**Exercise description**
Make an exact copy of the records, with the images left out.

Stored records
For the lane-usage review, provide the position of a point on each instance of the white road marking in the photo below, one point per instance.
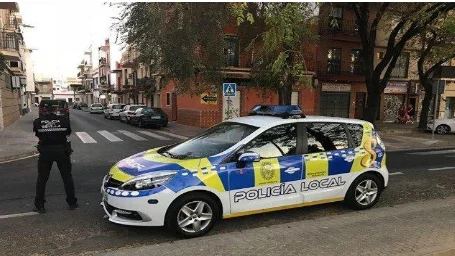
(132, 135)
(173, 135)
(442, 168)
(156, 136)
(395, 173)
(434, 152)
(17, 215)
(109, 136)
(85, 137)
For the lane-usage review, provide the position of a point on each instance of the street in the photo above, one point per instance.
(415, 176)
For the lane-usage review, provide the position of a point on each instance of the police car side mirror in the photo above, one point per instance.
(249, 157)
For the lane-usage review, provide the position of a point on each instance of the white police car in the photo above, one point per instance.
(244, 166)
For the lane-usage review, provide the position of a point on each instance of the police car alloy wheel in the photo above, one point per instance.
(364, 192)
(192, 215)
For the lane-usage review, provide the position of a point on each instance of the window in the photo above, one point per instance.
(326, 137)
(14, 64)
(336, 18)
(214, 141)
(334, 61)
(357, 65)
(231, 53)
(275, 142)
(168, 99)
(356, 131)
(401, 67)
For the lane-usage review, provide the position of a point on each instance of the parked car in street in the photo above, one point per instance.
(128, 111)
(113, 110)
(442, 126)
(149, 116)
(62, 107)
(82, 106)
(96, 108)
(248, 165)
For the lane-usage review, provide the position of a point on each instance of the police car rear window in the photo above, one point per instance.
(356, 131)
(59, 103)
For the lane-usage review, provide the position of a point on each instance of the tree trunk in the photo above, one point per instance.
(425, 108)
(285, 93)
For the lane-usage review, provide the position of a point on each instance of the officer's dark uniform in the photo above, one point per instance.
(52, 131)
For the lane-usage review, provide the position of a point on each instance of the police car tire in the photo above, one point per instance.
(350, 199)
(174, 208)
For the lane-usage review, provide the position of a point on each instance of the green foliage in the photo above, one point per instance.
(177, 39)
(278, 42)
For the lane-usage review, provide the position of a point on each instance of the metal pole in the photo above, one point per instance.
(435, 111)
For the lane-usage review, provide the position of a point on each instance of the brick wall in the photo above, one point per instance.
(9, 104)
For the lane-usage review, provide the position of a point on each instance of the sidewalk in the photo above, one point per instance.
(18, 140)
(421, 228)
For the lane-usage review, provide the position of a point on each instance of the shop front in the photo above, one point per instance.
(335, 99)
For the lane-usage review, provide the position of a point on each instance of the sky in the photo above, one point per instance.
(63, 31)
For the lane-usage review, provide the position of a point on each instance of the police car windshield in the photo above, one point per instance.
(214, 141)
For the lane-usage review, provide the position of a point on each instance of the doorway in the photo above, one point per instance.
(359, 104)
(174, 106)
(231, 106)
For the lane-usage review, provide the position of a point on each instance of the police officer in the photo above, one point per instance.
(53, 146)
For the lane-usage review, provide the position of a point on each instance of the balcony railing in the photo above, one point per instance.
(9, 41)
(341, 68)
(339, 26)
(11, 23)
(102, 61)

**Answer to the exercise**
For the lane-usage review, provide the position of a point on each instance of the white road marking in the photo below, one point per instance.
(132, 135)
(173, 135)
(442, 168)
(156, 136)
(395, 173)
(434, 152)
(17, 215)
(109, 136)
(85, 137)
For the lane-usage review, provide the position of a point on each instance of the street in the photo above, one point per instance.
(415, 176)
For the lane-usage review, provide the position of a point on each instance of the police car side mirror in the photo above, one point per instance.
(249, 157)
For the lane-usage review, provide the position of a point on each instance of the white police car in the photo above, one point per instance.
(244, 166)
For the lane-usage review, provide the position of a point on each instance of the police car alloy wheel in the photo above, one point per instance.
(364, 192)
(192, 215)
For the lane-usage review, provide the position of a point on each instance of the window in the photo above, one point per instance.
(326, 137)
(14, 64)
(336, 18)
(214, 141)
(334, 61)
(357, 65)
(231, 53)
(275, 142)
(168, 99)
(356, 131)
(401, 67)
For the lane-usage review, provide the position of a point on each instance of the parked car in street in the photo above, one point per instance.
(128, 111)
(113, 110)
(442, 126)
(149, 116)
(62, 107)
(82, 106)
(96, 108)
(248, 165)
For the lane-usage review, provide the position of a point on each instance of the police car rear window in the photo above, one point per instance.
(356, 131)
(59, 103)
For the lane-usage review, provide the position of a point on each instance of the tree trunk in the photo above, one point per instance.
(425, 108)
(285, 93)
For the lane-usage review, provide the position of a point on each instance of the officer's dark uniform in the photo above, one point per instance.
(52, 131)
For the lane-usage review, provide the position of a point on each instance of the police car tire in the photo above, one point per instance.
(350, 199)
(174, 208)
For the lane-usage review, provide the position of a point on each instance of the green foliage in the photo above, one point per instance.
(177, 39)
(278, 42)
For the lane-usage review, provide the position of a point on each instance of the metal pole in the photo above, one point per instance.
(435, 111)
For the lane-usage review, provide the position of a point on each instance of the brick wall in the photo above, one point per instance.
(9, 104)
For the lane-usage review, provide the position of a point on each instance of the sidewalk in the photo above, one point per instance.
(18, 140)
(421, 228)
For the lane-usage review, provide the position of a point on each instance of the shop front in the photo above, one point per instance.
(335, 99)
For the lane-usage review, provide the position of a point on each instance of the sky in the photo above, one point per instance.
(63, 31)
For the lane-usage review, provide the position of a point on each instance of the police car windshield in the photo above, one point per instance.
(214, 141)
For the lane-usage review, provide the position of a point on each instance of the doorway in the photo above, one point per instance.
(359, 104)
(174, 106)
(231, 106)
For the lane-usage review, provide the position of a point on each instance of the police officer in the photo above, one point per instance.
(53, 146)
For the lane-usage review, provide the position of a point on each instance of the balcony railing in the photo above, one point per instance.
(9, 41)
(341, 68)
(339, 26)
(11, 23)
(102, 61)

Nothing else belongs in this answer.